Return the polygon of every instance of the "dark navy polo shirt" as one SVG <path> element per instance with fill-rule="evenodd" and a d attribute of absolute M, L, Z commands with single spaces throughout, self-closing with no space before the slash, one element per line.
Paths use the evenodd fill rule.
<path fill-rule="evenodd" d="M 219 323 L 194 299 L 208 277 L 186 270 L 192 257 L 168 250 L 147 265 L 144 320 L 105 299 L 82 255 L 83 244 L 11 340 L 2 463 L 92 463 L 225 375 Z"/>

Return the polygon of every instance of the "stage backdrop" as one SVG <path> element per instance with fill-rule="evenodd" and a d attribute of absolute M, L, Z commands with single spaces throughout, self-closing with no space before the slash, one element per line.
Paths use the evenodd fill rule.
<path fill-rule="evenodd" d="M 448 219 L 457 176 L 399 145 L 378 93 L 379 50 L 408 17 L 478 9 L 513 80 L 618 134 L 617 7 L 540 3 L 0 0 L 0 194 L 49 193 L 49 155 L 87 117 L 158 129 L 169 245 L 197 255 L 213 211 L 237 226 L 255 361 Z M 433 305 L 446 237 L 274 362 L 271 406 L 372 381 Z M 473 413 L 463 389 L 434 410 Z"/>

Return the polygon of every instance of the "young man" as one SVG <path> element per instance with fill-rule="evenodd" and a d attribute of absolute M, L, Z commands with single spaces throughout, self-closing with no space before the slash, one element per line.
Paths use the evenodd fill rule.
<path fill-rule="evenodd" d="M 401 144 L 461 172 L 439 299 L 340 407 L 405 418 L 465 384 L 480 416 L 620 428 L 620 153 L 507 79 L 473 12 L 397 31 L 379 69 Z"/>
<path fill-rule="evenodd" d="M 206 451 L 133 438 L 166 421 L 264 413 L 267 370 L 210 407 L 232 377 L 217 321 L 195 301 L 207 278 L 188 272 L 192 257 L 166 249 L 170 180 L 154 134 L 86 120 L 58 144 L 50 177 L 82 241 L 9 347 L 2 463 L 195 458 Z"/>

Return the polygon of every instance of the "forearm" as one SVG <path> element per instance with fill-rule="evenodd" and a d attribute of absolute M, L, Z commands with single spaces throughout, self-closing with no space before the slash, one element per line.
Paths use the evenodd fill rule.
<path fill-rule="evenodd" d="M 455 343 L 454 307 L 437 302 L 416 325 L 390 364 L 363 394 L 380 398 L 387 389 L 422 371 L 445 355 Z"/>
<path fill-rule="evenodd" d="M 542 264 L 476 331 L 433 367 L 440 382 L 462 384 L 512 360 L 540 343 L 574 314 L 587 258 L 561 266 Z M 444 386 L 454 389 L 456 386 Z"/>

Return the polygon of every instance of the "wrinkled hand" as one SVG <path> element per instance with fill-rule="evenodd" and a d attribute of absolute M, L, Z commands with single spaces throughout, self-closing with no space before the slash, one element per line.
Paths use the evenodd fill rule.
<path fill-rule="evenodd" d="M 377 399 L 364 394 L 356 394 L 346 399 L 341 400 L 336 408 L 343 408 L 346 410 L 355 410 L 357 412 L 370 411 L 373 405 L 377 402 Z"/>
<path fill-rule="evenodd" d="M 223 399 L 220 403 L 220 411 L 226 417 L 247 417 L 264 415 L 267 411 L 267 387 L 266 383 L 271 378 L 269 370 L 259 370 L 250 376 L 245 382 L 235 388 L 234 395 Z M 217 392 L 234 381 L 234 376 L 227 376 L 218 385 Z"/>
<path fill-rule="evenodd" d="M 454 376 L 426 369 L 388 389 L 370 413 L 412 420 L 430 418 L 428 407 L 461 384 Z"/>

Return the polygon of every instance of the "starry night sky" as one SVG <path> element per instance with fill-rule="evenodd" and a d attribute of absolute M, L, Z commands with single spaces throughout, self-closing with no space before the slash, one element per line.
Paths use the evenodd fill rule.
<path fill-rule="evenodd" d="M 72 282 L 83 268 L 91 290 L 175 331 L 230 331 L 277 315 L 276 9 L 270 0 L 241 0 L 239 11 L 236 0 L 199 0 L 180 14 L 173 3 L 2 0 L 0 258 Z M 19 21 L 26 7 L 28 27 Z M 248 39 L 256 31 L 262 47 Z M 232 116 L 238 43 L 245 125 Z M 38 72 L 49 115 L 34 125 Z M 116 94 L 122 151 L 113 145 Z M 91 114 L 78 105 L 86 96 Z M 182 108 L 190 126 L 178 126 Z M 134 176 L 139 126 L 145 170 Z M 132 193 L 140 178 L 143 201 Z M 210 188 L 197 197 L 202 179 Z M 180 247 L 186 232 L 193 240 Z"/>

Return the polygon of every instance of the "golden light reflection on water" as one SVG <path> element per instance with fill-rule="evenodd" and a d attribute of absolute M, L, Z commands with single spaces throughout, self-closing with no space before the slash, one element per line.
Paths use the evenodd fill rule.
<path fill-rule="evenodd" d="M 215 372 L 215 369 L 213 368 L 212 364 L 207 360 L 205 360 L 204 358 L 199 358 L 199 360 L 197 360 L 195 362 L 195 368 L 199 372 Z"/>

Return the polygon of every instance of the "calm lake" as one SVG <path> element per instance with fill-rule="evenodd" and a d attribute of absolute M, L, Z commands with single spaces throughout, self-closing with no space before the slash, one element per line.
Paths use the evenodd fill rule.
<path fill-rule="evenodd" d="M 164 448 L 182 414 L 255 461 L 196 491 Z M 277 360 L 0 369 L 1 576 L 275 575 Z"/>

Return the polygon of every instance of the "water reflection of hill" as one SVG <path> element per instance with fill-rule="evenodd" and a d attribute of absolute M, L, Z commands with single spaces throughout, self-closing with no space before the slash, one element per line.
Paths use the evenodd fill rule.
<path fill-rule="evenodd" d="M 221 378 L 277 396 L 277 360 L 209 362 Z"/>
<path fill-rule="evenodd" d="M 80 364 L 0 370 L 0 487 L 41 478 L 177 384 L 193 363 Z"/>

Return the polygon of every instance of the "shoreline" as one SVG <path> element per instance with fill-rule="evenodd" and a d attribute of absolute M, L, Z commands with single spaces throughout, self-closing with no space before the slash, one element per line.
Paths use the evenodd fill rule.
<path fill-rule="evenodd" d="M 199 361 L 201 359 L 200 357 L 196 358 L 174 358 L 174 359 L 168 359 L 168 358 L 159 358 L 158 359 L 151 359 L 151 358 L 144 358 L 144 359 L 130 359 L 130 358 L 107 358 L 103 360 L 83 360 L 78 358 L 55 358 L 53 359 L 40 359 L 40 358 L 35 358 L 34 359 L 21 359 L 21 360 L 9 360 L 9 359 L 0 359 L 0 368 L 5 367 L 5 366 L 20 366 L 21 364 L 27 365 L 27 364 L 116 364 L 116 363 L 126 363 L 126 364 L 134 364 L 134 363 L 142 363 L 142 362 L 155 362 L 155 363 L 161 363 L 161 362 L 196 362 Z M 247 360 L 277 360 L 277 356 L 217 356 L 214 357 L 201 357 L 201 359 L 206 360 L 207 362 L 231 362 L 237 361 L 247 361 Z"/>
◆ ◆ ◆ ◆
Could you quote the material above in full, exactly as it stands?

**Written answer**:
Return the polygon of every instance of the "dark navy polo shirt" as one SVG <path> element per instance with fill-rule="evenodd" and a d attribute of absolute M, L, Z commands with single spaces throughout, self-closing with no space before the slash, one element per line.
Paths use the evenodd fill rule.
<path fill-rule="evenodd" d="M 219 323 L 194 299 L 208 277 L 186 270 L 192 257 L 168 250 L 147 265 L 144 320 L 105 299 L 82 255 L 83 244 L 11 340 L 2 463 L 92 463 L 225 375 Z"/>

Return the polygon of every instance of the "stage backdrop" as one SVG <path> element per instance with fill-rule="evenodd" and a d attribute of absolute M, L, Z commands with single spaces throughout, self-closing with no space before the slash, one element per line.
Paths use the evenodd fill rule.
<path fill-rule="evenodd" d="M 448 219 L 457 176 L 399 145 L 378 93 L 379 50 L 408 17 L 478 9 L 513 80 L 618 134 L 617 7 L 540 3 L 0 0 L 0 194 L 49 193 L 49 155 L 87 117 L 158 129 L 169 245 L 197 255 L 213 211 L 237 226 L 255 361 Z M 433 305 L 446 237 L 274 362 L 271 406 L 372 381 Z M 473 413 L 463 389 L 434 410 Z"/>

Return the polygon of every instance of the "young man" as one SVG <path> element per instance with fill-rule="evenodd" and a d attribute of absolute M, L, Z commands with single spaces throughout, self-closing with no space before the slash, one element per line.
Paths use the evenodd fill rule.
<path fill-rule="evenodd" d="M 401 144 L 461 172 L 439 299 L 340 407 L 405 418 L 465 384 L 480 416 L 620 428 L 620 153 L 507 79 L 473 12 L 397 31 L 379 69 Z"/>
<path fill-rule="evenodd" d="M 206 451 L 133 438 L 166 421 L 264 413 L 267 370 L 210 407 L 232 377 L 217 321 L 195 301 L 207 278 L 188 272 L 192 257 L 166 249 L 170 180 L 154 134 L 86 120 L 58 144 L 50 177 L 82 241 L 9 347 L 2 463 L 195 458 Z"/>

Return the polygon of every instance of the "forearm" as one SVG <path> element per instance with fill-rule="evenodd" and a d attribute of absolute M, L, Z commands with single spaces throughout, self-closing with no space before the slash, one element per line.
Paths use the evenodd fill rule.
<path fill-rule="evenodd" d="M 455 343 L 454 307 L 437 302 L 416 325 L 390 364 L 363 394 L 380 398 L 387 389 L 422 371 L 445 355 Z"/>
<path fill-rule="evenodd" d="M 542 264 L 476 331 L 433 367 L 440 382 L 462 384 L 512 360 L 540 343 L 574 314 L 587 258 L 561 266 Z M 444 386 L 454 389 L 456 386 Z"/>

Return the polygon of every instance of the "wrinkled hand" as one SVG <path> element per instance with fill-rule="evenodd" and a d attribute of absolute M, L, Z commands with single spaces throughout, self-closing with no space before the slash, one element per line.
Paths use the evenodd fill rule.
<path fill-rule="evenodd" d="M 377 399 L 364 394 L 356 394 L 346 399 L 341 400 L 336 408 L 343 408 L 346 410 L 355 410 L 357 412 L 370 411 L 373 405 L 377 402 Z"/>
<path fill-rule="evenodd" d="M 223 399 L 220 403 L 220 411 L 226 417 L 247 417 L 264 415 L 267 411 L 267 387 L 266 383 L 271 378 L 269 370 L 259 370 L 250 376 L 245 382 L 235 388 L 234 395 Z M 217 392 L 234 381 L 234 376 L 227 376 L 218 385 Z"/>
<path fill-rule="evenodd" d="M 454 376 L 426 369 L 388 389 L 370 413 L 412 420 L 430 418 L 428 407 L 461 384 Z"/>

Return the polygon of every instance of the "starry night sky" as one SVG <path> element per instance with fill-rule="evenodd" and a d attribute of absolute M, L, Z commands with single spaces throughout, self-closing with no space before the slash, one element per line.
Paths use the evenodd fill rule.
<path fill-rule="evenodd" d="M 72 282 L 83 268 L 91 290 L 175 331 L 230 331 L 277 315 L 276 9 L 270 0 L 241 0 L 239 11 L 236 0 L 199 0 L 180 14 L 173 3 L 2 0 L 0 258 Z M 19 21 L 26 7 L 28 27 Z M 248 39 L 256 31 L 262 47 Z M 232 116 L 238 43 L 245 125 Z M 38 72 L 49 115 L 34 125 Z M 116 94 L 122 151 L 113 145 Z M 91 114 L 78 105 L 86 96 Z M 182 108 L 190 126 L 178 126 Z M 134 176 L 139 126 L 145 170 Z M 132 193 L 140 178 L 143 201 Z M 210 188 L 197 197 L 202 179 Z M 180 247 L 186 232 L 193 240 Z"/>

Return the polygon of every instance of the "golden light reflection on water" as one SVG <path> element per instance with fill-rule="evenodd" and a d attribute of absolute M, L, Z commands with single spaces throughout, self-closing with no space before the slash, one element per line.
Paths use the evenodd fill rule.
<path fill-rule="evenodd" d="M 215 372 L 215 369 L 213 368 L 212 364 L 207 360 L 205 360 L 204 358 L 199 358 L 199 360 L 197 360 L 195 362 L 195 368 L 199 372 Z"/>

Return the polygon of every instance of the "calm lake" as one SVG <path> element per instance with fill-rule="evenodd" and a d attribute of absolute M, L, Z commands with single spaces throughout, self-closing with no space before the slash, one element per line.
Paths use the evenodd fill rule.
<path fill-rule="evenodd" d="M 164 448 L 182 414 L 255 461 L 196 491 Z M 277 360 L 0 369 L 1 576 L 275 575 Z"/>

Return the polygon of every instance of the "water reflection of hill" as one SVG <path> element per instance with fill-rule="evenodd" and a d attribute of absolute M, L, Z commands with single spaces throughout, self-closing with no space before the slash, one element per line.
Paths use the evenodd fill rule.
<path fill-rule="evenodd" d="M 221 378 L 277 396 L 277 360 L 209 362 Z"/>
<path fill-rule="evenodd" d="M 80 364 L 0 370 L 0 487 L 41 478 L 177 384 L 193 363 Z"/>

Return the polygon of every instance of the "shoreline" as one SVG <path> element per instance with fill-rule="evenodd" and a d attribute of absolute M, L, Z commands with single spaces throughout, self-closing with no space before the slash, one element per line.
Paths use the evenodd fill rule.
<path fill-rule="evenodd" d="M 199 361 L 201 359 L 200 357 L 196 358 L 174 358 L 174 359 L 168 359 L 168 358 L 159 358 L 158 359 L 151 359 L 151 358 L 144 358 L 144 359 L 130 359 L 130 358 L 107 358 L 103 360 L 83 360 L 78 358 L 55 358 L 53 359 L 40 359 L 40 358 L 35 358 L 34 359 L 21 359 L 21 360 L 9 360 L 9 359 L 0 359 L 0 368 L 5 367 L 5 366 L 20 366 L 21 364 L 27 365 L 27 364 L 116 364 L 116 363 L 126 363 L 126 364 L 134 364 L 134 363 L 142 363 L 142 362 L 155 362 L 155 363 L 161 363 L 161 362 L 196 362 Z M 247 360 L 277 360 L 277 356 L 217 356 L 214 357 L 201 357 L 201 359 L 206 360 L 207 362 L 231 362 L 237 361 L 247 361 Z"/>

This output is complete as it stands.